__LIST OF TASKS__:
a. In the article on Kosovo, give the stretch from "One way of looking" through "is not pretty." again with "pinpricks" changed to "scratches".
b. List everything the article on Kosovo says the past decade was a decade of, in the sentence about the Gods of the Copybook Headings catching up with us.
c. Answer these from the article on Kosovo:
(i) In which issue of which magazine did the article appear?
(ii) What is the title of the Kipling poem it mentions?
(iii) What does it call the last decade?

__ARTICLE__:

This article appeared in the May 3 issue of National Review.
Faking It
Do we really care about Kosovo?
By Owen Harries
As many readers will know, Rudyard Kipling once wrote a poem called "The Gods of the Copybook Headings." It is about how, through the ages, mankind has sought to evade and deny the hard, simple truths that have always defined human existence-those precepts and maxims that children learn at school and then forget-in favor of easier and softer options. But, maintains Kipling, inexorably those elementary-and elemental-truths insist on reasserting themselves:
As surely as Water will wet us, as surely as Fire will burn,
The Gods of the Copybook Headings with terror and slaughter return!
One way of looking at the predicament we are now in concerning Kosovo is that, after a decade of posturing and prevarication, of inflated rhetoric and easy options, of inflicting pinpricks and pretending they were hammerblows, the Gods of the Copybook Headings have caught up with us and applied the reality principle to our foreign policy. The result is not pretty.
A tenet of foreign policy (and, indeed, of most human endeavor) is that if you will the end you must also will the means. It has a corollary: If you are not prepared to will the means, you should forget about the end. In the last decade--the decade of the cheap hawk--this tenet has been systematically violated, not primarily in the allocation of dollars but in the combination of large ambition ("the indispensable nation") and extreme parsimony regarding the taking of casualties and the shedding of blood. A strong case can be made for a bold, assertive foreign policy by the United States. A case of a different kind can also be made for giving very high priority to protecting American lives--including even the lives of professional, volunteer soldiers. But no case at all can be made for combining the two.

Data extracted from a collection:
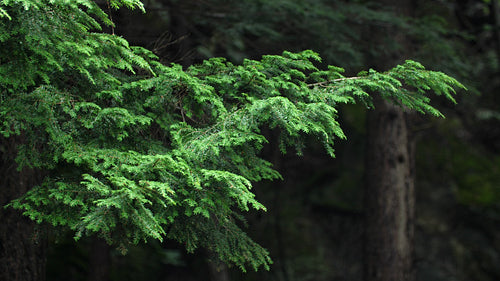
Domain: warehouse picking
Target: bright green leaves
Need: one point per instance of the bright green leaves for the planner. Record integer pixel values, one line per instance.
(168, 153)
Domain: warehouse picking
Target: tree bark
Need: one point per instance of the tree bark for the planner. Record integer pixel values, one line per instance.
(389, 197)
(99, 260)
(22, 244)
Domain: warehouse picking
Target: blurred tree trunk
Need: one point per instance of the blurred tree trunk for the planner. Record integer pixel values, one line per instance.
(22, 247)
(389, 196)
(99, 260)
(217, 269)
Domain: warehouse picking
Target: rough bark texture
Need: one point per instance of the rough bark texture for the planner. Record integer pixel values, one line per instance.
(218, 270)
(99, 260)
(22, 246)
(389, 197)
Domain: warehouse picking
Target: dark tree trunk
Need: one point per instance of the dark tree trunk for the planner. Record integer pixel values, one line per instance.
(389, 197)
(22, 245)
(217, 269)
(99, 260)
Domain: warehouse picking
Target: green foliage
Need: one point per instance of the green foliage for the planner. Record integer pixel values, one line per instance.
(133, 149)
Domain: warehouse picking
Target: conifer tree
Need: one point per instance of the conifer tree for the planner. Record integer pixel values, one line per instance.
(132, 150)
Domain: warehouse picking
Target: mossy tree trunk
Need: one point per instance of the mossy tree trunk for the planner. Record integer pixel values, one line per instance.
(389, 196)
(22, 244)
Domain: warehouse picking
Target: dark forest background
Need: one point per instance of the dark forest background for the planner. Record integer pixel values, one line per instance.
(313, 226)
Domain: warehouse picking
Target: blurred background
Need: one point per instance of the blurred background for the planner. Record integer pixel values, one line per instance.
(313, 226)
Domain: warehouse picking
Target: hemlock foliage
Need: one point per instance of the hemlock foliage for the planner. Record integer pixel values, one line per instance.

__OUTPUTS BY TASK__:
a.
One way of looking at the predicament we are now in concerning Kosovo is that, after a decade of posturing and prevarication, of inflated rhetoric and easy options, of inflicting scratches and pretending they were hammerblows, the Gods of the Copybook Headings have caught up with us and applied the reality principle to our foreign policy. The result is not pretty.

b.
posturing
prevarication
inflated rhetoric
easy options
inflicting pinpricks and pretending they were hammerblows

c.
(i) The May 3 issue of National Review.
(ii) "The Gods of the Copybook Headings."
(iii) The decade of the cheap hawk.